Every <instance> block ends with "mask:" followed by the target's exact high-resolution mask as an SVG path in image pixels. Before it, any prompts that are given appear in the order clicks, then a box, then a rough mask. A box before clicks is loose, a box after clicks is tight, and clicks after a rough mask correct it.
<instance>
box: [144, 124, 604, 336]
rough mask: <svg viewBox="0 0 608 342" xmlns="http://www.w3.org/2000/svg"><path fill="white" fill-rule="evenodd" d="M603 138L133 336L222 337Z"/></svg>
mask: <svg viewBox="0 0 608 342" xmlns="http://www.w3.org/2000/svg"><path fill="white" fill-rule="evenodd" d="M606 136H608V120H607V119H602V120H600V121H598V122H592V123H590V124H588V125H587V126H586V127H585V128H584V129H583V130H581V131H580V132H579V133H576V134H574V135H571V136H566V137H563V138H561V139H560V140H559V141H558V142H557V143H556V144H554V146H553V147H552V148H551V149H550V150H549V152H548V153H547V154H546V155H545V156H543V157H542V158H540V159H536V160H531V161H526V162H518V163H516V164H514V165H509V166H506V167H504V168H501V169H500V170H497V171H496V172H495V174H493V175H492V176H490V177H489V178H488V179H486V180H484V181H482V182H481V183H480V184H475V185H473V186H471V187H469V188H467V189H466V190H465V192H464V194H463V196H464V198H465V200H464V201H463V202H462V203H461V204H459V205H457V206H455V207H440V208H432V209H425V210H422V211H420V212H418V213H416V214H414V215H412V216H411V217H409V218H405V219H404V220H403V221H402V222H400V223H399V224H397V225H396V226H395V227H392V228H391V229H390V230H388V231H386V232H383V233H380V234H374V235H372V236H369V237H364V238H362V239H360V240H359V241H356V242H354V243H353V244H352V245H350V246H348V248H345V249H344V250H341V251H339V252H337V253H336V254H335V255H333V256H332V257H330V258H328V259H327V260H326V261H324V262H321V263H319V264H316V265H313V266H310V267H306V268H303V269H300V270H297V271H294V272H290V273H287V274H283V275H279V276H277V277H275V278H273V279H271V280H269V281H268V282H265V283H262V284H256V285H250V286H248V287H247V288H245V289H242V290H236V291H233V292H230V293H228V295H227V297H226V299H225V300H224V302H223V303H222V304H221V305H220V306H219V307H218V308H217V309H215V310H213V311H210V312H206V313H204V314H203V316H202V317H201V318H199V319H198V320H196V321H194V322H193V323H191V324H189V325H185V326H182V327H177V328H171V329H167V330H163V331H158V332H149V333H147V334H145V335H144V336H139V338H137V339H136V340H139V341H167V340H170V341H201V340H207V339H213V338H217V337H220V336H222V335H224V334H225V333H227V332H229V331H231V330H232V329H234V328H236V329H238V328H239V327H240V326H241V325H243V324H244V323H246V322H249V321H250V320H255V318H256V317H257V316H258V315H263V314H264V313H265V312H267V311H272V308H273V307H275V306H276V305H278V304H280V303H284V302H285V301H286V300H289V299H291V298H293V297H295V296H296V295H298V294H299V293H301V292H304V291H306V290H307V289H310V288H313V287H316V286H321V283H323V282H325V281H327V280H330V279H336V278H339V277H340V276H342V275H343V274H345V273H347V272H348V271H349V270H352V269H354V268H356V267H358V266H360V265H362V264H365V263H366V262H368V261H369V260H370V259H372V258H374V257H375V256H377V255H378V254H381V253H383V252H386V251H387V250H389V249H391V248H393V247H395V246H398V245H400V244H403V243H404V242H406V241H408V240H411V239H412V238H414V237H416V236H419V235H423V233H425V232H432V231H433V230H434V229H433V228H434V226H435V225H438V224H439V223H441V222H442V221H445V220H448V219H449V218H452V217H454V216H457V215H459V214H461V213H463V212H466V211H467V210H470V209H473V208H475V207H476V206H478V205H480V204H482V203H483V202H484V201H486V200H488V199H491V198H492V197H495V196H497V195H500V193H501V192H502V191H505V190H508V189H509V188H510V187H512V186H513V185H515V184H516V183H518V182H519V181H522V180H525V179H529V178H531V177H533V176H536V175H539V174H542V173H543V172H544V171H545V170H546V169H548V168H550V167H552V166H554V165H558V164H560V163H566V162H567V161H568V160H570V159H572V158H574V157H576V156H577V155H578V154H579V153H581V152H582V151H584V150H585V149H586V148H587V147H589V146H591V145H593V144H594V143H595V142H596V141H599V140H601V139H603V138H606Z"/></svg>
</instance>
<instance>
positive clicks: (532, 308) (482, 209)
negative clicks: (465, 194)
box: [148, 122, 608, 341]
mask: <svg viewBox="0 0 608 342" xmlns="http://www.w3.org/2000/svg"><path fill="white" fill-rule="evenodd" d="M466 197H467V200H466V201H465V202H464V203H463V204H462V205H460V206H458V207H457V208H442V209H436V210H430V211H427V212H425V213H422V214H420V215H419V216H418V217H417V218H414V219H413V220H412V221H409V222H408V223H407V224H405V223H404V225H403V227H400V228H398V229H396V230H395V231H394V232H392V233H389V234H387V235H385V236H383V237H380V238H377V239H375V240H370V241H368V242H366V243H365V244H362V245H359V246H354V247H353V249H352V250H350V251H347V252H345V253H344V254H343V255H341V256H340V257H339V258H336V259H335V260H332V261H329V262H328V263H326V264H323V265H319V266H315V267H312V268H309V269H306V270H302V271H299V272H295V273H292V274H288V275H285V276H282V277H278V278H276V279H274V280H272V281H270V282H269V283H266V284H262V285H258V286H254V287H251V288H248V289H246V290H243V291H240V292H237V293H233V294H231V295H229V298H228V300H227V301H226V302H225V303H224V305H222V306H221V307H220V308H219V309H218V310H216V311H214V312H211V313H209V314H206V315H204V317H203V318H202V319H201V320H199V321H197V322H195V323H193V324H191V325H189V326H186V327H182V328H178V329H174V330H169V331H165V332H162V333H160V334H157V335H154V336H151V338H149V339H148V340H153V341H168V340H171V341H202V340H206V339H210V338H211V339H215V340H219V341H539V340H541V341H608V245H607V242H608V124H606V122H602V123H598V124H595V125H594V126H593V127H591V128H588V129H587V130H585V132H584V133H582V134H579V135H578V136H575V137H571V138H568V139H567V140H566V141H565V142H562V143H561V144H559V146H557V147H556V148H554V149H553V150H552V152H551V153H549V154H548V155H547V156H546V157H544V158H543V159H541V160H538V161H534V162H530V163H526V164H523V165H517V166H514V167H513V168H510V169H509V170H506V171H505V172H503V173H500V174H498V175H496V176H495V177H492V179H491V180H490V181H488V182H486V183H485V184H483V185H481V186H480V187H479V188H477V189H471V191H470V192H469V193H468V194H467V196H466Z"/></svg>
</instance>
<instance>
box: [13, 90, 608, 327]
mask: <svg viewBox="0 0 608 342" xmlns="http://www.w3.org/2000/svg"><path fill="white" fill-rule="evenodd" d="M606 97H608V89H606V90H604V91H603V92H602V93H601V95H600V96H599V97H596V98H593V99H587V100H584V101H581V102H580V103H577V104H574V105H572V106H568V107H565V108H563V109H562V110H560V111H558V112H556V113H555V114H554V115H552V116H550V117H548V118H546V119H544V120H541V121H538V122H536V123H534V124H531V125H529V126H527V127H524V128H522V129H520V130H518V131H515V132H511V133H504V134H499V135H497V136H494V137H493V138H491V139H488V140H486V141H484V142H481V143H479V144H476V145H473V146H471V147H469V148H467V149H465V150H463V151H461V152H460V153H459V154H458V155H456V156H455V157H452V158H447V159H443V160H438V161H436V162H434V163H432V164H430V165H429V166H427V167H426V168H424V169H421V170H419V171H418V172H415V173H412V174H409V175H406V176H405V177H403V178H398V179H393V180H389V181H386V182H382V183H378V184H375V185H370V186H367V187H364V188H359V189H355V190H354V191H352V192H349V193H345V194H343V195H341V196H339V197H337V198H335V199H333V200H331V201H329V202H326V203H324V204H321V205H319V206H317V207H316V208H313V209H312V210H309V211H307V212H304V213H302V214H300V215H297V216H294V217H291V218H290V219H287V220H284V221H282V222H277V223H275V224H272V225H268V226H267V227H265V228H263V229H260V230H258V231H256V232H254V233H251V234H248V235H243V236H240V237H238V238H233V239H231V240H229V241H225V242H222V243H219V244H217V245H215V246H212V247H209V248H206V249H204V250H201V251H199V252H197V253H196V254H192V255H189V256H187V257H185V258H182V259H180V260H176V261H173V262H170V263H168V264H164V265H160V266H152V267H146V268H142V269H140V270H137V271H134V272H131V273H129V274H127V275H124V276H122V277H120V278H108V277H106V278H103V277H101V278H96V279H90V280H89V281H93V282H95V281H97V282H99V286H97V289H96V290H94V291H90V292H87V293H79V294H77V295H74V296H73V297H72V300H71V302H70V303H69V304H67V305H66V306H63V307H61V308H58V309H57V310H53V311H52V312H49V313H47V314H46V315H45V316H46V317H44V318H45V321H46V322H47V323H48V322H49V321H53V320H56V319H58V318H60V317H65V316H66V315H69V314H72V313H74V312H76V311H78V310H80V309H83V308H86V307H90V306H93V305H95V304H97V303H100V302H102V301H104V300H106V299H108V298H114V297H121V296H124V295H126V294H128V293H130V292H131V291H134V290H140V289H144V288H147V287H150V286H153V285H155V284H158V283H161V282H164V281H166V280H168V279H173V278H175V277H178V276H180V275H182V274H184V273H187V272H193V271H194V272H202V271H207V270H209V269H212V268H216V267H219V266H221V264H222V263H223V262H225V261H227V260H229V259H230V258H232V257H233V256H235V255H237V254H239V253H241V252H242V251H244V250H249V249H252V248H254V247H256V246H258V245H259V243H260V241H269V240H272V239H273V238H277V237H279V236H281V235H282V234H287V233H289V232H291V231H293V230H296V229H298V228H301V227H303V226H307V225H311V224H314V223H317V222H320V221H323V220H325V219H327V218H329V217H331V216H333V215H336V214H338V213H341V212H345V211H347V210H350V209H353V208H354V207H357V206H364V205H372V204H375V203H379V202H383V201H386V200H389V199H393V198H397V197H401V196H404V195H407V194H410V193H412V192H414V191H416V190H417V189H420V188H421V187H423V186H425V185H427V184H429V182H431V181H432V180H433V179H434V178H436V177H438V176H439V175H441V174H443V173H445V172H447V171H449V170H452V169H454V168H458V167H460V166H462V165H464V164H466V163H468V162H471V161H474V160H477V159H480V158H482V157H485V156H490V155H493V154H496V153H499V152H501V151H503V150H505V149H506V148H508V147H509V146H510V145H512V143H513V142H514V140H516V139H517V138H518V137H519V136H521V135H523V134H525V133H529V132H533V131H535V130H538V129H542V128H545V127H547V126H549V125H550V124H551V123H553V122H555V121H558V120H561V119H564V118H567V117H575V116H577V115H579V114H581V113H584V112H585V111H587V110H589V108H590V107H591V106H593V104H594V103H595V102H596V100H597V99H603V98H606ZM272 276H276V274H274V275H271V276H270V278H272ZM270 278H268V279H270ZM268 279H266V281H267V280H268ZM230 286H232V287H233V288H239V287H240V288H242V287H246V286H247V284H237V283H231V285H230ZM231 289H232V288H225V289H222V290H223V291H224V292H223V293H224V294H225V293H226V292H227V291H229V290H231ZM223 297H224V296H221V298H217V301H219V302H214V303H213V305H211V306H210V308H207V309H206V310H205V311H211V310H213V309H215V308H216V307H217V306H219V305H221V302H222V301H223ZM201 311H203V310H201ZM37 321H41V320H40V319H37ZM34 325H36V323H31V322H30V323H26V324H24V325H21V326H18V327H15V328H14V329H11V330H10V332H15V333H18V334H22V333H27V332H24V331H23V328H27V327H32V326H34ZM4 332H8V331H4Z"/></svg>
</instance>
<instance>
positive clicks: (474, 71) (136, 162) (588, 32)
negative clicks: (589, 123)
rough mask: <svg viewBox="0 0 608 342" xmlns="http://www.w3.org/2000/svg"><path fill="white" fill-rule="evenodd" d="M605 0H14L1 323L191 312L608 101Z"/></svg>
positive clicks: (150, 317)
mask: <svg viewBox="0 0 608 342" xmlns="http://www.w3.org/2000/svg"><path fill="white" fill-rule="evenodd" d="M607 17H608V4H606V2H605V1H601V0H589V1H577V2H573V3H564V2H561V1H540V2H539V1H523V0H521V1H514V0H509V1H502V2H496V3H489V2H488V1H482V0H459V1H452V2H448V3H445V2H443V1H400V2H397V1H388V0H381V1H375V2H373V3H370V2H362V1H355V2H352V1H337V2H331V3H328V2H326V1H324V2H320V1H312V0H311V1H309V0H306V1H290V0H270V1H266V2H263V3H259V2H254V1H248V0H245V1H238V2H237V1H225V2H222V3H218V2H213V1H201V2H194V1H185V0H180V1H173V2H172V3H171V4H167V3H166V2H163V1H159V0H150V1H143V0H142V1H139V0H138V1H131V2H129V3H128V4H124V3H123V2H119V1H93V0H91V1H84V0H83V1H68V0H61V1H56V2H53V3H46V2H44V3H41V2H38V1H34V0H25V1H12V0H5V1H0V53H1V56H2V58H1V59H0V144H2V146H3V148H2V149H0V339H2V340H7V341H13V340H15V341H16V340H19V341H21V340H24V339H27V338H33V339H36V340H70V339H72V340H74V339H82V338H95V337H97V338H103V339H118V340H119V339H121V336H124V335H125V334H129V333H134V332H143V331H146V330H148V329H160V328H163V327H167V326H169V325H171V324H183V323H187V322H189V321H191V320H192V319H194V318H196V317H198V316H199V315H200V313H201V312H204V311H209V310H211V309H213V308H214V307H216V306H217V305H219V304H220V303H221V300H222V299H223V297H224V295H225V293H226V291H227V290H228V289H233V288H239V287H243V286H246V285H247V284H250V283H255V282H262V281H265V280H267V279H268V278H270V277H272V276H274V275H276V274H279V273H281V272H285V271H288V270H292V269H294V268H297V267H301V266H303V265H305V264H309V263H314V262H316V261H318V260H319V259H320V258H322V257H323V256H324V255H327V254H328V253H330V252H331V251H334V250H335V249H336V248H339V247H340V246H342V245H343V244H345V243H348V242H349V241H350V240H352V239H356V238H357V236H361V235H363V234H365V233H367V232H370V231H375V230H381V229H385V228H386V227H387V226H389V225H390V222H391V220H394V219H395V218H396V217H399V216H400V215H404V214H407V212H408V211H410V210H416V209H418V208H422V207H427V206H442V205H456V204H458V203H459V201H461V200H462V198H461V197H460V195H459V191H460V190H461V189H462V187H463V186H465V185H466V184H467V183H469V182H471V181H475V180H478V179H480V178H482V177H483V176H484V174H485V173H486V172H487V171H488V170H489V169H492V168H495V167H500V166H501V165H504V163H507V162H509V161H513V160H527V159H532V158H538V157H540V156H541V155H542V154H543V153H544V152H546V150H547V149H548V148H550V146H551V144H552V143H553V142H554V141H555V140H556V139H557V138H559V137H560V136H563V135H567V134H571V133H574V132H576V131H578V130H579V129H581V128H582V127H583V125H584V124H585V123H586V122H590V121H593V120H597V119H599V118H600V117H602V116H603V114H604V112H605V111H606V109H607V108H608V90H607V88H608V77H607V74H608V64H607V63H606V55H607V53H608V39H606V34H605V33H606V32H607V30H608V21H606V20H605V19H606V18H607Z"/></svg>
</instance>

### TASK ITEM:
Write out every line of the preceding listing that contains "negative".

### RESULT:
negative clicks: (465, 194)
negative clicks: (589, 123)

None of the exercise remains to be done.